### TASK
All entries are to be given again verbatim.

### DATA UNDER STUDY
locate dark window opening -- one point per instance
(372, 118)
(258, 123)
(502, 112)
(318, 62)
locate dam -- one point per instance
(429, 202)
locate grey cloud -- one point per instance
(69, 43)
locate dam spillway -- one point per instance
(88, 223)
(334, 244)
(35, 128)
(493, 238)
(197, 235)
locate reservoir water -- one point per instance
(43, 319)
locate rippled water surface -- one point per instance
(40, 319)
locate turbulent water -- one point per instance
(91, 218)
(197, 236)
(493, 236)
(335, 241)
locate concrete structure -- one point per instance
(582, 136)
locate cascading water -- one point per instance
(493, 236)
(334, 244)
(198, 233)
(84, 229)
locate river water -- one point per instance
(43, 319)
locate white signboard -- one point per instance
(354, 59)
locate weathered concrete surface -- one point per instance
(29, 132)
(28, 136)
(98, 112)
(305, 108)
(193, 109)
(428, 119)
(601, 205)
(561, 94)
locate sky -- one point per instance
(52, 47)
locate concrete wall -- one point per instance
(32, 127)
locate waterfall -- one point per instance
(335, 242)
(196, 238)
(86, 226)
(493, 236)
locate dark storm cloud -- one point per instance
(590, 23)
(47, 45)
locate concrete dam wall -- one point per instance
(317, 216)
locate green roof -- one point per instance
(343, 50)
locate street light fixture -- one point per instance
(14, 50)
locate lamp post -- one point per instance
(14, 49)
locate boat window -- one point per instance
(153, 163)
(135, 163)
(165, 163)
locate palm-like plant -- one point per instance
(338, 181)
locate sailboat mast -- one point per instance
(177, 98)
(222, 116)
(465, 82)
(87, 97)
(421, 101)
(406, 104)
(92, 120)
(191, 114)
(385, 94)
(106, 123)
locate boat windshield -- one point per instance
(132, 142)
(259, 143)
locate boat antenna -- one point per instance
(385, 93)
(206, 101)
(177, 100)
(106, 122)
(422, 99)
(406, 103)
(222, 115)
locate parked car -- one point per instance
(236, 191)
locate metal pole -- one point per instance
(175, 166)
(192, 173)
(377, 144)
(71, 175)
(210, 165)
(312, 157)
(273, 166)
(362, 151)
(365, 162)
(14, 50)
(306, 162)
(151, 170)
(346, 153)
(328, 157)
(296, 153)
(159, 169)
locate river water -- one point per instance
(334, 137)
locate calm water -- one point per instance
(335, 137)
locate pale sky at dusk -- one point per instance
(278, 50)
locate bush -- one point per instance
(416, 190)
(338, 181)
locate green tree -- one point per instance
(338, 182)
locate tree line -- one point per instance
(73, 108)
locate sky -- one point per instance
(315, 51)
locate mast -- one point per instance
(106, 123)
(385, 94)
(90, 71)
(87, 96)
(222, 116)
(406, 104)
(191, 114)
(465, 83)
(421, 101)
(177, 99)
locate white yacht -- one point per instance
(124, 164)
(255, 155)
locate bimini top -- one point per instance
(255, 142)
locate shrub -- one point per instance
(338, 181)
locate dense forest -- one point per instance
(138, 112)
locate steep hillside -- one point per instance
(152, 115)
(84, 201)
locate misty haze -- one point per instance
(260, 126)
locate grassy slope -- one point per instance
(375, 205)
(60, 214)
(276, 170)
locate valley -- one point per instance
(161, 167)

### RESULT FOR THIS TASK
locate dark window opening -- one point per instance
(372, 118)
(258, 123)
(502, 112)
(318, 62)
locate dam -- one point per instance
(429, 202)
locate grey cloud -- one point per instance
(69, 43)
locate dam spillway -- one point per instance
(88, 223)
(334, 244)
(35, 128)
(493, 238)
(197, 235)
locate reservoir water -- one point per instance
(43, 319)
locate rippled water surface -- one point per instance
(40, 319)
locate turbulent water -- one point per instance
(91, 218)
(197, 236)
(493, 236)
(335, 241)
locate concrete structure -- one point per instance
(582, 136)
locate cascading water -- one point per instance
(493, 236)
(334, 244)
(198, 233)
(84, 229)
locate river water -- one point per instance
(43, 319)
locate white signboard -- one point per instance
(354, 59)
locate weathered concrete surface -- one point per instance
(29, 132)
(28, 136)
(98, 112)
(305, 108)
(193, 109)
(428, 119)
(601, 205)
(561, 94)
locate sky -- one point per instance
(52, 47)
locate concrete wall -- one point per instance
(32, 127)
locate waterfall -- one point per instance
(335, 242)
(196, 238)
(86, 226)
(493, 236)
locate dark storm cloud -- one point per instance
(590, 23)
(47, 45)
locate concrete dam wall -- one point per instance
(317, 216)
locate green roof -- one point per instance
(343, 50)
locate street light fixture -- one point per instance
(14, 50)
locate lamp post -- one point per instance
(14, 49)
locate boat window -- one point per instance
(153, 163)
(135, 163)
(165, 163)
locate palm-like plant -- one point per instance
(338, 181)
locate sailboat mast -- one point per instance
(177, 98)
(222, 116)
(465, 82)
(87, 97)
(421, 101)
(406, 104)
(92, 120)
(191, 114)
(385, 94)
(106, 123)
locate boat windshield -- one point per instance
(132, 142)
(259, 143)
locate boat antenna -- one point per instance
(385, 93)
(206, 101)
(177, 100)
(106, 122)
(422, 99)
(406, 103)
(222, 115)
locate parked car -- one point per instance
(236, 191)
locate metal pole -- one point per instance
(175, 166)
(192, 173)
(377, 144)
(71, 175)
(210, 165)
(312, 157)
(273, 166)
(362, 151)
(365, 162)
(14, 50)
(306, 162)
(151, 170)
(346, 153)
(328, 157)
(296, 153)
(159, 169)
locate river water -- one point per instance
(334, 137)
locate calm water -- one point per instance
(335, 137)
locate pale sky at dusk -- one point per instance
(278, 50)
locate bush -- one point per instance
(416, 190)
(338, 181)
locate green tree -- one point per instance
(338, 182)
locate tree line -- one point per instance
(73, 108)
locate sky -- one point per instance
(315, 51)
locate mast -- one point per instance
(106, 123)
(385, 94)
(90, 71)
(87, 96)
(222, 116)
(406, 104)
(191, 114)
(465, 83)
(421, 101)
(177, 99)
locate white yacht -- one point per instance
(124, 164)
(255, 155)
locate bimini top -- one point per instance
(255, 142)
locate shrub -- one point per instance
(338, 181)
locate dense forest -- one point per instance
(138, 112)
locate steep hillside -- one point per instance
(152, 115)
(84, 201)
locate misty haze -- one point per instance
(260, 126)
locate grassy slope -- one point per instance
(375, 205)
(60, 214)
(276, 170)
locate valley -- one point per instance
(161, 167)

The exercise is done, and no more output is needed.